START Data for the task

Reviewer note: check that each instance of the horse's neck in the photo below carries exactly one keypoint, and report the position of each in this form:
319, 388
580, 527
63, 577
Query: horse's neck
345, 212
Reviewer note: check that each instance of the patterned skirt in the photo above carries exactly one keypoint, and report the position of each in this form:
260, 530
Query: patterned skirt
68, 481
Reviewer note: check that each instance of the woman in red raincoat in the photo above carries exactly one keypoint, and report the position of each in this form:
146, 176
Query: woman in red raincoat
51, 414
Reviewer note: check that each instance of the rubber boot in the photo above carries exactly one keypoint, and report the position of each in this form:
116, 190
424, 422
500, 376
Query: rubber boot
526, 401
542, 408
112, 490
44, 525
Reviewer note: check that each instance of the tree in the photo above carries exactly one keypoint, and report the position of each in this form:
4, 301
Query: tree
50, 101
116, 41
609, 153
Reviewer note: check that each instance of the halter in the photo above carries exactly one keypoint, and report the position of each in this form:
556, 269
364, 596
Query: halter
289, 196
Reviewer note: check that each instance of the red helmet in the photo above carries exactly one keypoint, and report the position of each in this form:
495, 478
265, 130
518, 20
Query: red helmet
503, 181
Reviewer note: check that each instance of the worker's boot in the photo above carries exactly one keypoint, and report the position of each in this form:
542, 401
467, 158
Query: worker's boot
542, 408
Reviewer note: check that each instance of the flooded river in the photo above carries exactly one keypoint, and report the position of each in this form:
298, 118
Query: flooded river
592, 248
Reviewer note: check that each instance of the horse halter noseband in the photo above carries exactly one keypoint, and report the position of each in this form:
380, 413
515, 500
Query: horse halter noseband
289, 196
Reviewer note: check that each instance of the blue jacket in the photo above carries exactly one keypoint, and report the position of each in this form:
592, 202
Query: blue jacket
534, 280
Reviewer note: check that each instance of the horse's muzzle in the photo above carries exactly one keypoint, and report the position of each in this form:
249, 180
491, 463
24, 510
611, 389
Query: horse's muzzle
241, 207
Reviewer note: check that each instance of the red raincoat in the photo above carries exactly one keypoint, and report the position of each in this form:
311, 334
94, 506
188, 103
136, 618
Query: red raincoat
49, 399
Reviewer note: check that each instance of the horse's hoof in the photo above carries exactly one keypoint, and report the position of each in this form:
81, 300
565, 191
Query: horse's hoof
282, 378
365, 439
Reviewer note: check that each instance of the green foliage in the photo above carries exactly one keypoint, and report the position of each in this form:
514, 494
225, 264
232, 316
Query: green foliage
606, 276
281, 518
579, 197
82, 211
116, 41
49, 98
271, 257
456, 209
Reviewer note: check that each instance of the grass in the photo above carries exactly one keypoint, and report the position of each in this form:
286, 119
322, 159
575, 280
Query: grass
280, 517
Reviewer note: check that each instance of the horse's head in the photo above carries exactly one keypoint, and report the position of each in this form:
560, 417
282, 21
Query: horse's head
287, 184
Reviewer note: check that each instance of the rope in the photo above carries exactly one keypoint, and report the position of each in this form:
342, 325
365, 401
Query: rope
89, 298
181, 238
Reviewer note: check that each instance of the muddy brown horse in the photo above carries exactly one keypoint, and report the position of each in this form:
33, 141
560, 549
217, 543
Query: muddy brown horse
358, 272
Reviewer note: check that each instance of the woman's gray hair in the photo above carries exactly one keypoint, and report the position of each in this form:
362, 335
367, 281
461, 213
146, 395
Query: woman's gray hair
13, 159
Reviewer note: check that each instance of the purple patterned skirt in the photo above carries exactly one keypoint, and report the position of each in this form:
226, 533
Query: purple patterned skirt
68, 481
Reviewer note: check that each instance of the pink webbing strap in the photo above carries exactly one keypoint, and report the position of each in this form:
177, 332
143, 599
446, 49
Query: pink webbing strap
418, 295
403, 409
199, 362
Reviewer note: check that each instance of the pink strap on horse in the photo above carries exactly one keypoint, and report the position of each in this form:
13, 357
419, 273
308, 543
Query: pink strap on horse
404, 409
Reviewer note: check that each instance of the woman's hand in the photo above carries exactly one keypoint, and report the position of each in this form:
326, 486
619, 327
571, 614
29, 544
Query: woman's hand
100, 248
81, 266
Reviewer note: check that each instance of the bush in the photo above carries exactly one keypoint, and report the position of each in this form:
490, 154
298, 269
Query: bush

END Data for the task

**What is expected**
Collect every line from the records above that contains the word "bush".

**Exercise answer**
Reviewer note: check that each instance of the bush in the photo above carries exactly one keypoint, and report the position of each in this form:
Query: bush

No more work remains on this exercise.